*TASK OBJECTIVE*. Substitute "yellow leaf" for "green leaf" in everything from the start of the records down to the line containing "174], [198, 173]]", and reproduce those lines with all else unchanged.

*DATASET RECORDS*.
>> begin

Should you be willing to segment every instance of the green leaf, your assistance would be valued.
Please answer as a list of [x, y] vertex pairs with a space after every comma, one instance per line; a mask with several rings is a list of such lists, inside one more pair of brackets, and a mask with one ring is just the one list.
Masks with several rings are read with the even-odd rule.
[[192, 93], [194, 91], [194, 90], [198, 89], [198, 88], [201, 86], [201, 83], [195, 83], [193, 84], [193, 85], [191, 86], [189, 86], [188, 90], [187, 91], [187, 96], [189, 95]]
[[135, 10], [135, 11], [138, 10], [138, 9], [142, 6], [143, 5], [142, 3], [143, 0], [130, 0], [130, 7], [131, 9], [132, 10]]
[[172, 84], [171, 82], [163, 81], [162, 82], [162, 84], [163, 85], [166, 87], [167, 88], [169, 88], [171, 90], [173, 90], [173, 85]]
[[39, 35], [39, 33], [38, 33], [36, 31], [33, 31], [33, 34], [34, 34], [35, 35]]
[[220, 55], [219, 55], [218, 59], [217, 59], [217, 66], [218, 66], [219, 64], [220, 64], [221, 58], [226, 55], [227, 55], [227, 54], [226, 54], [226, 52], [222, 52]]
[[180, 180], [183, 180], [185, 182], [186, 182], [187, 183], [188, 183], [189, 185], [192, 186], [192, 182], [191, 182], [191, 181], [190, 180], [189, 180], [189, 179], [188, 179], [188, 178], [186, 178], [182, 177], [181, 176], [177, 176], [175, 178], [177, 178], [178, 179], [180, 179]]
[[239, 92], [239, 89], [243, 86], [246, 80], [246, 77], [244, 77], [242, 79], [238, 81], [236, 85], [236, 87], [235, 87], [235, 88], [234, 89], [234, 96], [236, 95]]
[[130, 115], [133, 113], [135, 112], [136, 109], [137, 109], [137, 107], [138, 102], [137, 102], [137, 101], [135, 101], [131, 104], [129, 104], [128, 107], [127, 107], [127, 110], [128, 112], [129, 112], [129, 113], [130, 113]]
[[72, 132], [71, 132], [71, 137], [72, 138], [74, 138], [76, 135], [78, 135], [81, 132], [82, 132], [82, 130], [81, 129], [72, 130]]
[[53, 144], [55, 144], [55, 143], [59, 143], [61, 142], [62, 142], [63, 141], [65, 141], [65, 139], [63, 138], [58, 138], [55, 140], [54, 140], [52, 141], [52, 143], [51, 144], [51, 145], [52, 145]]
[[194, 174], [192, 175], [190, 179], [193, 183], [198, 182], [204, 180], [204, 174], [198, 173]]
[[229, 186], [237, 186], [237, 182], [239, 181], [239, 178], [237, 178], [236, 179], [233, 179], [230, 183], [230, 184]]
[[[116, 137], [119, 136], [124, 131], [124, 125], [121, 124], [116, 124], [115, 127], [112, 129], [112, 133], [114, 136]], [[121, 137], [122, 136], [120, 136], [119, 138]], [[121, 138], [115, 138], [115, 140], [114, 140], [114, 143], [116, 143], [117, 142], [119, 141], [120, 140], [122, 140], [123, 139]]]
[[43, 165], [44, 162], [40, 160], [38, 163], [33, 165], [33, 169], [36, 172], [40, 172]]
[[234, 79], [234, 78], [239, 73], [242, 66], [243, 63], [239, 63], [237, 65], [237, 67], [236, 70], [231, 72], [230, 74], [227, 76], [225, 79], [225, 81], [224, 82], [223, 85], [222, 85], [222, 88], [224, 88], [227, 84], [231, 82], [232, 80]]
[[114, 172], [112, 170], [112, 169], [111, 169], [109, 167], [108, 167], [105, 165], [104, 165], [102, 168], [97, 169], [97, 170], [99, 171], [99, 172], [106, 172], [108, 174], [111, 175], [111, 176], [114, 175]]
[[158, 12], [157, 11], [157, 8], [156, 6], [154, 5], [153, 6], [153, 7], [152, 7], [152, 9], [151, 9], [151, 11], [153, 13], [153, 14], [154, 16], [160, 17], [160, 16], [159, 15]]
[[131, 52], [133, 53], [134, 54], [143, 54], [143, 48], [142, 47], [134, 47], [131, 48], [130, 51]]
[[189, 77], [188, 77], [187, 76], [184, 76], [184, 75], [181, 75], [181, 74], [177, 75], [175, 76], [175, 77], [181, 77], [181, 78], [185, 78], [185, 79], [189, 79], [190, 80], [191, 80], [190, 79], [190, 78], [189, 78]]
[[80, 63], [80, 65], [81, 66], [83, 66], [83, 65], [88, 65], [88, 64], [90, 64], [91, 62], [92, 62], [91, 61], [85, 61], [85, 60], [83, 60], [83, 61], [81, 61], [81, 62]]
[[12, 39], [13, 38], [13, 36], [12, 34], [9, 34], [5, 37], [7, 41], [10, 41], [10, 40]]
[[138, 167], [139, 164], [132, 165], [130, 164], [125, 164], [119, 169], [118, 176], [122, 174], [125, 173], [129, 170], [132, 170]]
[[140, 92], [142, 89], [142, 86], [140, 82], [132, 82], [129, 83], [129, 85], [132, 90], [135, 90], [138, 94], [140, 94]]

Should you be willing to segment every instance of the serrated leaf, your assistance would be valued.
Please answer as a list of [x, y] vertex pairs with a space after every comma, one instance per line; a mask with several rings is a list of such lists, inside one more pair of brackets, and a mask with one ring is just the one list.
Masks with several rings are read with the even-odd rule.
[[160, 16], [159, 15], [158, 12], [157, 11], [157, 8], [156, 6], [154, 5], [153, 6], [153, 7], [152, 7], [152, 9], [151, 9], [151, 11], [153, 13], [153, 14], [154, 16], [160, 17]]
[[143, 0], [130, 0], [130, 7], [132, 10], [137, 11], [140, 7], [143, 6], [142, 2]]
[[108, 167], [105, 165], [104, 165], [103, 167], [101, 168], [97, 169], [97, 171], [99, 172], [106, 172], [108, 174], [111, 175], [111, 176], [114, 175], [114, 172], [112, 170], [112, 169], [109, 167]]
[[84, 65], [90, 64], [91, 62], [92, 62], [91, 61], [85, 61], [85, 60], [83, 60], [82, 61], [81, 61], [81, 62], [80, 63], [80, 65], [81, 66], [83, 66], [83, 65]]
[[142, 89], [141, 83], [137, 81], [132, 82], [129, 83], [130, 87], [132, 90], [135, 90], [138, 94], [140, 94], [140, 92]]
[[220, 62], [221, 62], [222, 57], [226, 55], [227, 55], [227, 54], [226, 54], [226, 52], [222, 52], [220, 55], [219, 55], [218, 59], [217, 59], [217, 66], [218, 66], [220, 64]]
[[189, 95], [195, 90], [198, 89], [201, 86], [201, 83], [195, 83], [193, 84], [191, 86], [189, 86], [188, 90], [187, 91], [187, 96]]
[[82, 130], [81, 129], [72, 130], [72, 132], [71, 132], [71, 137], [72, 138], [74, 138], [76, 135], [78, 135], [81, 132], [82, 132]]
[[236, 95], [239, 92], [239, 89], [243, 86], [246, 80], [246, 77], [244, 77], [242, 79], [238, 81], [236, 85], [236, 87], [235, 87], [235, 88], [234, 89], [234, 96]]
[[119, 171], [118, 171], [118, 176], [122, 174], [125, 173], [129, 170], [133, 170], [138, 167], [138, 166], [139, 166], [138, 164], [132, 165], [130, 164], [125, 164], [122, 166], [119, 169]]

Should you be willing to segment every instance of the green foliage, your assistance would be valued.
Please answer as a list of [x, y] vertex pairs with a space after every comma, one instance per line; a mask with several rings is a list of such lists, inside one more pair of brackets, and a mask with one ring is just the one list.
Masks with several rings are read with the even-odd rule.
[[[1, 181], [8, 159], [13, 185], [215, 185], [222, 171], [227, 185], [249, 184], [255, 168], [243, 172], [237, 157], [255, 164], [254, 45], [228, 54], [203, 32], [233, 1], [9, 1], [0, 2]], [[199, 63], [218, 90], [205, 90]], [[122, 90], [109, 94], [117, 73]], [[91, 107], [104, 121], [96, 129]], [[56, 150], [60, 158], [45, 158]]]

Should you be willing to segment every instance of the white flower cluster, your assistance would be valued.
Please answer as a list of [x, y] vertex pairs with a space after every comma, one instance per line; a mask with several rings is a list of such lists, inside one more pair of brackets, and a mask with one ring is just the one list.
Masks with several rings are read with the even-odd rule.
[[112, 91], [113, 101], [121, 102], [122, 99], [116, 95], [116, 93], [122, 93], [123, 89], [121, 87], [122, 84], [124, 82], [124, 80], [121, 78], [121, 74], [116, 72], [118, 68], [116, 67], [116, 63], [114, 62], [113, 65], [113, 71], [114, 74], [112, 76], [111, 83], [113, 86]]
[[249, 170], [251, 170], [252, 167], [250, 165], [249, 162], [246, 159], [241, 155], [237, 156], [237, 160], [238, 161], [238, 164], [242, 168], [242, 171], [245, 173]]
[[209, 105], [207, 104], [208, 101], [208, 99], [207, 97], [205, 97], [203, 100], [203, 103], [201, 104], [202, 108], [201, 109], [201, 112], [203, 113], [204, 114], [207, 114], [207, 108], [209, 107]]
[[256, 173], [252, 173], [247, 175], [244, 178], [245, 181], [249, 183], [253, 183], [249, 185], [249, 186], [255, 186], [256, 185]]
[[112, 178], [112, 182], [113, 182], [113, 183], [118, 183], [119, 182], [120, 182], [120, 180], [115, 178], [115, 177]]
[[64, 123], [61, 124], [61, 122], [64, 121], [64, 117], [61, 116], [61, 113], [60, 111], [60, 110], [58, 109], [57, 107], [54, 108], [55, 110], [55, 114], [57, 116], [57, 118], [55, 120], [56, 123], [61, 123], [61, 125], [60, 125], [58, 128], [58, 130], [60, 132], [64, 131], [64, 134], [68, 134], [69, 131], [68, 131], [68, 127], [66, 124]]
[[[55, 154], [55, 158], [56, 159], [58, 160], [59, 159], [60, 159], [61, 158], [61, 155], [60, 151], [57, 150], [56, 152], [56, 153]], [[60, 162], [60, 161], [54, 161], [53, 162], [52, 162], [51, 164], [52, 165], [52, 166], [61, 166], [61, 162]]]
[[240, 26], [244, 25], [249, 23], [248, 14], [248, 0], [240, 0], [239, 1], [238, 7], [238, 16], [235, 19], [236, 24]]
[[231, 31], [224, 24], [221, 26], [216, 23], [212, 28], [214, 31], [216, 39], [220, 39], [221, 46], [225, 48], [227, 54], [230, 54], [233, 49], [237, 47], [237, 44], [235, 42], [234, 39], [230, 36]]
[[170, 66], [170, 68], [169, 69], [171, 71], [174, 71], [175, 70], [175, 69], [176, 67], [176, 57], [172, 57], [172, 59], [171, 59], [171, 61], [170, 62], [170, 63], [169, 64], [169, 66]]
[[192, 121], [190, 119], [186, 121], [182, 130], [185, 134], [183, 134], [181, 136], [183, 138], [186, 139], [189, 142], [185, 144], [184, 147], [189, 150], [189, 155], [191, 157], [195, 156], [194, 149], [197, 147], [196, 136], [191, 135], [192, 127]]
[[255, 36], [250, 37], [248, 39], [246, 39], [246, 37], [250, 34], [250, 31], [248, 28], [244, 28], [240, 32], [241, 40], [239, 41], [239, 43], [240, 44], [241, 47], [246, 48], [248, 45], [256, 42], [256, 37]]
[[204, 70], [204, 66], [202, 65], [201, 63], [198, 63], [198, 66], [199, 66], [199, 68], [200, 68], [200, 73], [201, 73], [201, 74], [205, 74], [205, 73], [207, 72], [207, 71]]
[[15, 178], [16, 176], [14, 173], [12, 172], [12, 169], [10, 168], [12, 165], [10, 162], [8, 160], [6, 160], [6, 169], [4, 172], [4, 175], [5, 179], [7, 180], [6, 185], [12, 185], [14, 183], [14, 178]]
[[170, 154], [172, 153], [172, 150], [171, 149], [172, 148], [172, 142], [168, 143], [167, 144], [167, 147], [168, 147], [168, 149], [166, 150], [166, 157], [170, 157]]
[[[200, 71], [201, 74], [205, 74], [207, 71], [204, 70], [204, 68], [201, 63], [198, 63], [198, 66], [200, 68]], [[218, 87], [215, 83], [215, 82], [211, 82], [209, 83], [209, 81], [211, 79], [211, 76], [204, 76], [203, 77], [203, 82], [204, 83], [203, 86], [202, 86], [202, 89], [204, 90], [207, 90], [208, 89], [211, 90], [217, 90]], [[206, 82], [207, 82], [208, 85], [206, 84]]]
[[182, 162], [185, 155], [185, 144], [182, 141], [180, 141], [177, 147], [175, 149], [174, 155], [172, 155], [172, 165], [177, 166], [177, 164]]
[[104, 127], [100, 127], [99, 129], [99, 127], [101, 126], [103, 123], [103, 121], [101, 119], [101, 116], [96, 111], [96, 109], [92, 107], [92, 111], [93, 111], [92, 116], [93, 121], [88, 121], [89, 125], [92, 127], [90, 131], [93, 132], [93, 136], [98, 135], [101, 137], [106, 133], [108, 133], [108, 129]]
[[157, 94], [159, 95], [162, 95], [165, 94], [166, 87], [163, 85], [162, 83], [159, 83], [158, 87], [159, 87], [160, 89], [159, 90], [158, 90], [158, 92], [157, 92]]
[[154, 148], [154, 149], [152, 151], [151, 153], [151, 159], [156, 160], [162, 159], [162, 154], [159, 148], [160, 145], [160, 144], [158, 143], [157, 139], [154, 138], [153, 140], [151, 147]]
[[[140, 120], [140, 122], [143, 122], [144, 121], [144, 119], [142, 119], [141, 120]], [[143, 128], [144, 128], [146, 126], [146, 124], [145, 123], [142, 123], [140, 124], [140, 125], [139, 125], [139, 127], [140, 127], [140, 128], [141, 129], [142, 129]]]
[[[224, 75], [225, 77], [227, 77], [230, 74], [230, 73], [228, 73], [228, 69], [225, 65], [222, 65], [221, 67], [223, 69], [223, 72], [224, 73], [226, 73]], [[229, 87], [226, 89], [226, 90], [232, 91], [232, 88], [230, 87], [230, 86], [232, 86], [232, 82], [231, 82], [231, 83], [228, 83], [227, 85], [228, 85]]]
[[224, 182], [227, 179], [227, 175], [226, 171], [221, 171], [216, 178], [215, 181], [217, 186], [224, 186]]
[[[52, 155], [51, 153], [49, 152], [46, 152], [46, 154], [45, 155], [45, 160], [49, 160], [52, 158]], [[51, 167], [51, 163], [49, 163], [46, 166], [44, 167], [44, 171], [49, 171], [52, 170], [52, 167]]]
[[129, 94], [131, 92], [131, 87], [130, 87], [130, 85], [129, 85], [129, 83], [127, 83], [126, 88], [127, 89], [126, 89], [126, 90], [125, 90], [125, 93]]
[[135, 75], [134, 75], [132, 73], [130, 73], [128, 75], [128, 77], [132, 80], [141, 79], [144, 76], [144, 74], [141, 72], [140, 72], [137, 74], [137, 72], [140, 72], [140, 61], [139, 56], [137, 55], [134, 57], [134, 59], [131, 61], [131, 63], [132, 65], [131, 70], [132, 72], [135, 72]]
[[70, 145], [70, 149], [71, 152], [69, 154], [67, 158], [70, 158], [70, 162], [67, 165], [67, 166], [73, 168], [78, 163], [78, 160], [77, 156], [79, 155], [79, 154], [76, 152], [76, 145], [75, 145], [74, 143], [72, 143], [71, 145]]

>> end

*OUTPUT FOR THIS TASK*.
Should you be willing to segment every instance of the yellow leaf, your assistance would be valued.
Please answer as a list of [x, y] vertex pairs with a space after every comma, one instance per line; a mask with several rings is a list of such lists, inside one more pair of brackets, and a mask with one ring is just the one list.
Masks with several rings are read with the even-odd rule.
[[192, 93], [194, 91], [194, 90], [198, 89], [198, 88], [201, 86], [201, 83], [195, 83], [193, 84], [193, 85], [191, 86], [189, 86], [188, 90], [187, 91], [187, 96], [189, 95]]
[[135, 10], [135, 11], [138, 10], [138, 9], [142, 6], [143, 5], [142, 3], [143, 0], [130, 0], [130, 7], [131, 9], [132, 10]]
[[172, 84], [171, 82], [163, 81], [162, 82], [162, 84], [163, 85], [166, 87], [167, 88], [169, 88], [171, 90], [173, 90], [173, 85]]
[[39, 35], [39, 33], [38, 33], [36, 31], [33, 31], [33, 34], [34, 34], [35, 35]]
[[220, 55], [219, 55], [218, 59], [217, 59], [217, 66], [218, 66], [219, 64], [220, 64], [221, 58], [226, 55], [227, 55], [227, 54], [226, 54], [226, 52], [222, 52]]
[[180, 180], [183, 180], [185, 182], [186, 182], [187, 183], [188, 183], [189, 185], [192, 186], [192, 182], [191, 182], [191, 181], [190, 180], [189, 180], [189, 179], [188, 179], [188, 178], [186, 178], [182, 177], [181, 176], [177, 176], [175, 178], [177, 178], [178, 179], [180, 179]]
[[239, 92], [239, 89], [243, 86], [246, 80], [246, 77], [244, 77], [242, 79], [238, 81], [236, 85], [236, 87], [235, 87], [235, 88], [234, 89], [234, 96], [236, 95]]
[[130, 115], [133, 113], [135, 112], [136, 109], [137, 109], [137, 107], [138, 102], [137, 102], [137, 101], [135, 101], [131, 104], [129, 104], [128, 107], [127, 107], [127, 110], [128, 112], [129, 112], [129, 113], [130, 113]]
[[72, 132], [71, 132], [71, 137], [72, 138], [74, 138], [76, 135], [78, 135], [81, 132], [82, 132], [82, 130], [81, 129], [72, 130]]
[[53, 144], [55, 144], [55, 143], [59, 143], [61, 142], [62, 142], [63, 141], [65, 141], [65, 139], [63, 138], [58, 138], [55, 140], [54, 140], [52, 141], [52, 143], [51, 144], [51, 145], [52, 145]]
[[194, 174], [192, 175], [190, 179], [193, 183], [198, 182], [204, 180], [204, 174], [198, 173]]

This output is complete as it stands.